• **Instructions for the task**: Pick out each line in the items below that contains the string "window" and copy it. Matches must have the same letter case.

• **Information provided**:
____________

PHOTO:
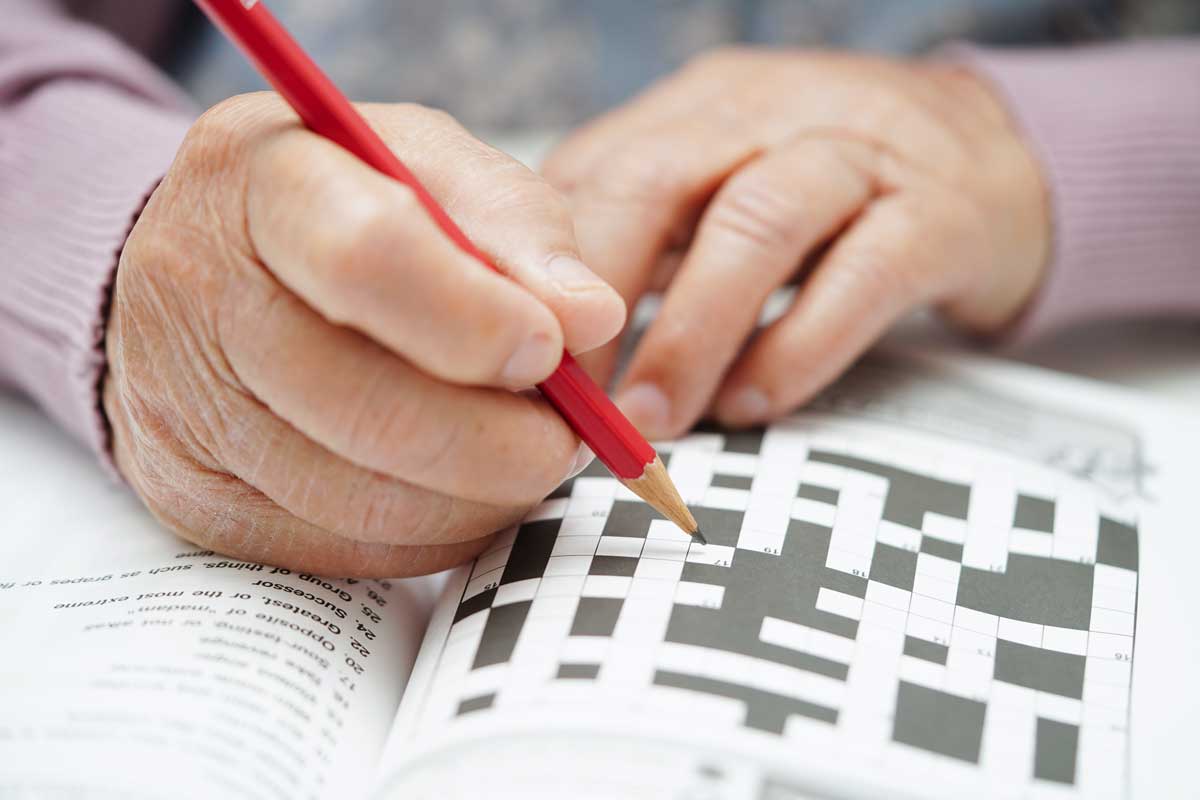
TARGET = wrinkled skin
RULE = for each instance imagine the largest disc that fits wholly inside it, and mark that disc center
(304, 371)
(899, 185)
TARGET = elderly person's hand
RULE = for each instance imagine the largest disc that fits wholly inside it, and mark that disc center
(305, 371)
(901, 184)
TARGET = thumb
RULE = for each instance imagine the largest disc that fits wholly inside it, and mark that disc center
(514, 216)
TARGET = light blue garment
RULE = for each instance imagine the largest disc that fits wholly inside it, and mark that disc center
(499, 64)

____________

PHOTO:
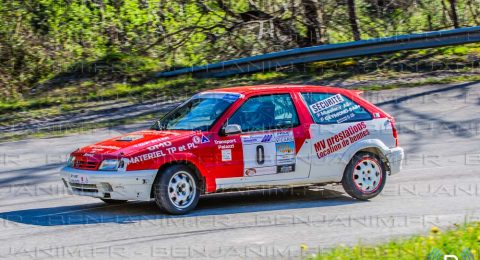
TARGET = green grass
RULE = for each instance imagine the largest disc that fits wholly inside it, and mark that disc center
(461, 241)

____________

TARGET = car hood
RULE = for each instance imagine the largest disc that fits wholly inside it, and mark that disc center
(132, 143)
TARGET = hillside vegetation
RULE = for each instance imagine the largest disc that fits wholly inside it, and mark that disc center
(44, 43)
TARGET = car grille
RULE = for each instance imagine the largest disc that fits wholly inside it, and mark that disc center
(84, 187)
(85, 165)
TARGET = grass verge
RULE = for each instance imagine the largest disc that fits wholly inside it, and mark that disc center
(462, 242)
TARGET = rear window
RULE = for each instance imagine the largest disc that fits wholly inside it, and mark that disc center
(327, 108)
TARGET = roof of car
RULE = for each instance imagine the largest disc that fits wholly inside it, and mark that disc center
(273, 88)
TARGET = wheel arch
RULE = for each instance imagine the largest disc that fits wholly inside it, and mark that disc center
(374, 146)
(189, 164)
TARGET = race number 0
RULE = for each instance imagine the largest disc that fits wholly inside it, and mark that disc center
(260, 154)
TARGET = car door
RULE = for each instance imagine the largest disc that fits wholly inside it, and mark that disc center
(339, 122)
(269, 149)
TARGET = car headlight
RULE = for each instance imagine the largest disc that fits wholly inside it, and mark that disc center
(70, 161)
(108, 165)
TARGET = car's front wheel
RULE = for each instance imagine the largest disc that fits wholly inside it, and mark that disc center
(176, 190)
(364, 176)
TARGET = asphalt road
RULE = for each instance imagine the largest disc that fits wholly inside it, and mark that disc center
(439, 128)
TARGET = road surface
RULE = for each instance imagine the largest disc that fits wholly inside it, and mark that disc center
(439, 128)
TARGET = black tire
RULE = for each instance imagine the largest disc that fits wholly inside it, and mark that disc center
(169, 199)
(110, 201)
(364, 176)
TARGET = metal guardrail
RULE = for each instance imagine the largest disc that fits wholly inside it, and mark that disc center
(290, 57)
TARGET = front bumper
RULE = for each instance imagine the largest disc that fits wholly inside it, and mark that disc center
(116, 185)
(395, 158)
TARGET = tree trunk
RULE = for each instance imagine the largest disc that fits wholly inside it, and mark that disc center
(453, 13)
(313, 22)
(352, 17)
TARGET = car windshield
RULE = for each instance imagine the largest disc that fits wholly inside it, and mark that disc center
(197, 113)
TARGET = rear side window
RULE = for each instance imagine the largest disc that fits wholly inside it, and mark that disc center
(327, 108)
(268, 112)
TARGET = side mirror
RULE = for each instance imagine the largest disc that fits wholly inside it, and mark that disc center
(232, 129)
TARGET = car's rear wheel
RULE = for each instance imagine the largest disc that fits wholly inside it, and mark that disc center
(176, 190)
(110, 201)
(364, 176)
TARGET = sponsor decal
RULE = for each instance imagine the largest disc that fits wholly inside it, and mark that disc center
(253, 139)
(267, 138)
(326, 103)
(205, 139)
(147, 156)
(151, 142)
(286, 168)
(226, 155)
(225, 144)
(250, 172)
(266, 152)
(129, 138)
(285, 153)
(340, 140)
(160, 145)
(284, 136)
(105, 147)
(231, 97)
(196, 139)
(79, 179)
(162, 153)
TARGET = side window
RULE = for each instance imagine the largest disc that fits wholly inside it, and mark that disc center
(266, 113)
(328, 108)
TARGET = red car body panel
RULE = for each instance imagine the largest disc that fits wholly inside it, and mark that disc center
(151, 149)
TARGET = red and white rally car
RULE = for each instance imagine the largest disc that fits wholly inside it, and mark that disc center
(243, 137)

____________

• **Solution to the problem**:
TARGET = rear window
TARGET = rear side window
TARGET = side window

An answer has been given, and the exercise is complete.